Data to examine Start Marker

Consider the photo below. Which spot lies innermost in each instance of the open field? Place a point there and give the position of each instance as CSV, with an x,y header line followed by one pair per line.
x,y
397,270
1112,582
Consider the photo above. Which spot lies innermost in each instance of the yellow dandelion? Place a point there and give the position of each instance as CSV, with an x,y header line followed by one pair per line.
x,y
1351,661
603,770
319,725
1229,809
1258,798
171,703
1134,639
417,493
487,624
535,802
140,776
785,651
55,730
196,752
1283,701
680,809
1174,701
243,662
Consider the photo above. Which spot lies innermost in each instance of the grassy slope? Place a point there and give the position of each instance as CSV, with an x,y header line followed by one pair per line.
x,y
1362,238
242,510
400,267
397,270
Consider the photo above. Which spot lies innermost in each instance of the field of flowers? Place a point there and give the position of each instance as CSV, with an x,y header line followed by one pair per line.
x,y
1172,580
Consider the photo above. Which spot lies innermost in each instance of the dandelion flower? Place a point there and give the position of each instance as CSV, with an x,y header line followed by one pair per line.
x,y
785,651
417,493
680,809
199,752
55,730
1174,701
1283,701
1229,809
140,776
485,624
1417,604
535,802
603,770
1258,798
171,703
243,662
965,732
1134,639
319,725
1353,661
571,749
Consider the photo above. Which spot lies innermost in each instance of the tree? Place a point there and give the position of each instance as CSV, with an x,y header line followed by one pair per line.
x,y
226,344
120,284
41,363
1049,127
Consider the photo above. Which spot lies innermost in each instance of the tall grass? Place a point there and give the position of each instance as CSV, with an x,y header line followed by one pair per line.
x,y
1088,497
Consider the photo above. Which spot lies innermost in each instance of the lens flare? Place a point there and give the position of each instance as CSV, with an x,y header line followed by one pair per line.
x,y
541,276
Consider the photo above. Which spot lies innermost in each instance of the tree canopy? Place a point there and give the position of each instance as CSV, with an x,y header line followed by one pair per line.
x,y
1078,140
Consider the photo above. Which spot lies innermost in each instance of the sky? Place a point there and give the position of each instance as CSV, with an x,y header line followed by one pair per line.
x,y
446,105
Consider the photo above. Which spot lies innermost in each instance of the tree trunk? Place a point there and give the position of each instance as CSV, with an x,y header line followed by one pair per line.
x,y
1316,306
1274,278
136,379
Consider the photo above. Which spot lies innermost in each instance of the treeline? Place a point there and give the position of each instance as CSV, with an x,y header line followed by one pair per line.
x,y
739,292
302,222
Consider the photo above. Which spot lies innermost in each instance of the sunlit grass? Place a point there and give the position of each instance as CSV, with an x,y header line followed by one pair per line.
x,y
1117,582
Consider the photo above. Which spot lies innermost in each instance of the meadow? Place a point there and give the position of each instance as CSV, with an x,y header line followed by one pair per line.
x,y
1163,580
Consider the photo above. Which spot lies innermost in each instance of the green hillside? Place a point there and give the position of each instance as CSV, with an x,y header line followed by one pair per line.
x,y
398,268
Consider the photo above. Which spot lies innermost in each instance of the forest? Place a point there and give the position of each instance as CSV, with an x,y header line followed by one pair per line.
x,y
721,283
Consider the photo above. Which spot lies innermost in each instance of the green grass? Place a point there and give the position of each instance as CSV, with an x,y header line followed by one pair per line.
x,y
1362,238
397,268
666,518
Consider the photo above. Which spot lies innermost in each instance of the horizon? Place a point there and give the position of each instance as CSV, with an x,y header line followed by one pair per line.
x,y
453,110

Data to examine End Marker

_What you need to do_
Quote only the lines from the one containing "of the forest?" through the final line of the records, with both ends included.

_Written solution_
Consider the photo above. Which spot lies innermost in each instance of the forest? Place a point there and give the position of each instance as CSV, with an x,y header line followed by one pair per line.
x,y
721,283
Consider the photo above. Which spot lies innermost in each instance of the green grass? Place a point there and give the position of each instance as CSV, with an x,y header line followed by one pair per line.
x,y
1362,238
397,268
666,518
Consider the photo above. Which spot lies innermost in each instance of the horizon? Place a point there and give the position of each instance as CSV, with an x,y header line followed by one pair per line.
x,y
453,110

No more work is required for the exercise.